DATA IN THIS EXERCISE -
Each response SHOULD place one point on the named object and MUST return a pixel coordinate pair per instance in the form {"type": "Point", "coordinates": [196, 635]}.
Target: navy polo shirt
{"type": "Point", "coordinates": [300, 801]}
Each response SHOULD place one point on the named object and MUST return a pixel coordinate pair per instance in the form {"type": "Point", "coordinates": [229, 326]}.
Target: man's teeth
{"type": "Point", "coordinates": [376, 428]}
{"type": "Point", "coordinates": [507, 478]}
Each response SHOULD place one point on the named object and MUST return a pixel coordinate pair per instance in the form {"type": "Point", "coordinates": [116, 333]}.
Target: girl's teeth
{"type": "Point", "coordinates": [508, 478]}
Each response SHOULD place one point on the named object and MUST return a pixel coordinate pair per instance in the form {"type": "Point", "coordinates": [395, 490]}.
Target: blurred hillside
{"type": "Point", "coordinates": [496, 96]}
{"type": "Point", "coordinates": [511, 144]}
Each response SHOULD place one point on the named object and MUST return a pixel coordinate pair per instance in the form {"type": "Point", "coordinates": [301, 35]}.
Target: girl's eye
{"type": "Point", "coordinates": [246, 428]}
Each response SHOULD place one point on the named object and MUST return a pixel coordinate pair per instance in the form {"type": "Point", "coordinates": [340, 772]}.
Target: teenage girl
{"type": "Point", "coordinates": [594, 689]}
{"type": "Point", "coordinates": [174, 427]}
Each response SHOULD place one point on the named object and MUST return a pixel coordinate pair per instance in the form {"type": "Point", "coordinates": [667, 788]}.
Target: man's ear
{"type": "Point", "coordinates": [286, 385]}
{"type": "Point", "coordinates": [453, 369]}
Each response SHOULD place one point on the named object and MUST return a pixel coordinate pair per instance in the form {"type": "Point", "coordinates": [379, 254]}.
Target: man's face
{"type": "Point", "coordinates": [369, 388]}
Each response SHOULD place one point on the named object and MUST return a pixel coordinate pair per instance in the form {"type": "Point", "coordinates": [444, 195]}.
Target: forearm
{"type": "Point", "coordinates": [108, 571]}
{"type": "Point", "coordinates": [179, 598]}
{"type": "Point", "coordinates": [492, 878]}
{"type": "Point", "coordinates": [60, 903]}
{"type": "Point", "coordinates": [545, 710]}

TASK OBJECTIVE -
Give back the full listing, exactly as it stands.

RESPONSE TO THE EXERCISE -
Each response SHOULD place one point on the named object and MUST return a pixel coordinate pair per instance in the form {"type": "Point", "coordinates": [196, 635]}.
Target: navy polo shirt
{"type": "Point", "coordinates": [300, 801]}
Each response SHOULD place one point on the named object and MUST return a pixel coordinate pair per instance in the form {"type": "Point", "coordinates": [229, 326]}.
Target: man's teeth
{"type": "Point", "coordinates": [376, 428]}
{"type": "Point", "coordinates": [507, 478]}
Each response SHOULD place one point on the named object and MUST return a pixel coordinate pair per instance in the form {"type": "Point", "coordinates": [116, 333]}.
Target: girl's teeth
{"type": "Point", "coordinates": [508, 478]}
Each response SHOULD place one point on the named object and MUST return a pixel coordinate pair per instance in the form {"type": "Point", "coordinates": [395, 490]}.
Target: blurred hillside
{"type": "Point", "coordinates": [496, 96]}
{"type": "Point", "coordinates": [511, 144]}
Each response SHOULD place one point on the named object and MUST return a pixel coordinate pair per instance in the form {"type": "Point", "coordinates": [301, 35]}.
Target: girl's eye
{"type": "Point", "coordinates": [246, 428]}
Each response SHOULD place one point on the named object and MUST return a pixel coordinate pair per instance in the form {"type": "Point", "coordinates": [340, 772]}.
Target: teenage girl
{"type": "Point", "coordinates": [594, 689]}
{"type": "Point", "coordinates": [174, 427]}
Each response SHOULD place one point on the named object and MUST return a pixel coordinate pair per instance in the form {"type": "Point", "coordinates": [667, 788]}.
Target: man's ear
{"type": "Point", "coordinates": [286, 385]}
{"type": "Point", "coordinates": [453, 369]}
Each response SHOULD place one point on the named object and MUST return a pixel coordinate pair per instance in the form {"type": "Point", "coordinates": [379, 254]}.
Target: man's face
{"type": "Point", "coordinates": [369, 388]}
Each response SHOULD place one point on the named object and MUST return a pixel coordinate pair per instance in the form {"type": "Point", "coordinates": [444, 195]}.
Target: forearm
{"type": "Point", "coordinates": [108, 571]}
{"type": "Point", "coordinates": [179, 598]}
{"type": "Point", "coordinates": [492, 878]}
{"type": "Point", "coordinates": [60, 903]}
{"type": "Point", "coordinates": [545, 710]}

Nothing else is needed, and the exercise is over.